Problem description: Carry on the post below about the week in the backyard studio and the museum visit, picking up after its final sentence.

Extract to read:

--- BEGIN ---

Art Laundry and Where Art Comes From

This week of working in the backyard studio with Carolyn Schneider, somebody I’ve known since the 7th grade when we met in an art class, has been fun.  Interesting.  Poignant.  Hilarious.  Sad.  Our own work, our dead mothers and fathers, our family dynamics, aging, our own work…all this talk whirling around while we have worked has brought feelings, ideas and thoughts to our dialog beyond just what the art project of the moment might be.   Depth of feeling and meaning in work have been our topics…

studio

sorrowsturbulencemeaning

and everything we have talked of and thought of was brought to the fore when we visited the Hallie Ford Museum today to see the wood carvings of Russell Childers.  Beautifully curated by Jonathan Bucci the show “Russell Childers: Oregon Outsider” is up at the museum until October 23rd, giving you LOTS  of time to see it.

--- END ---

Dataset records:
--- BEGIN ---

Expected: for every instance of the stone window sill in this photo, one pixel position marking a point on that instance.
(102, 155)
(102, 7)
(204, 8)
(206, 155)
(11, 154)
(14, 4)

--- END ---

Answer to the problem:
A victim of the Eugenics movement (removing the “damaged” from society) the deaf and dumb Childers was placed by a judge in Salem’s state facility “Fairview Training Center for the Feeble Minded” (as it was then called) when he was aged 10, over the objections of his mother…and he spent the next 38 years of his life at Fairview.  He began to carve wooden pieces while there and it was his talent as a carver that eventually gained his release.  This work embodies all that Carolyn and I talked of this week and much more…feelings, memories, the desire to make…it’s all here in this beautiful work.  I’m not going to label each piece but reading the informative labels will deepen your feeling for the show I think, as it did ours.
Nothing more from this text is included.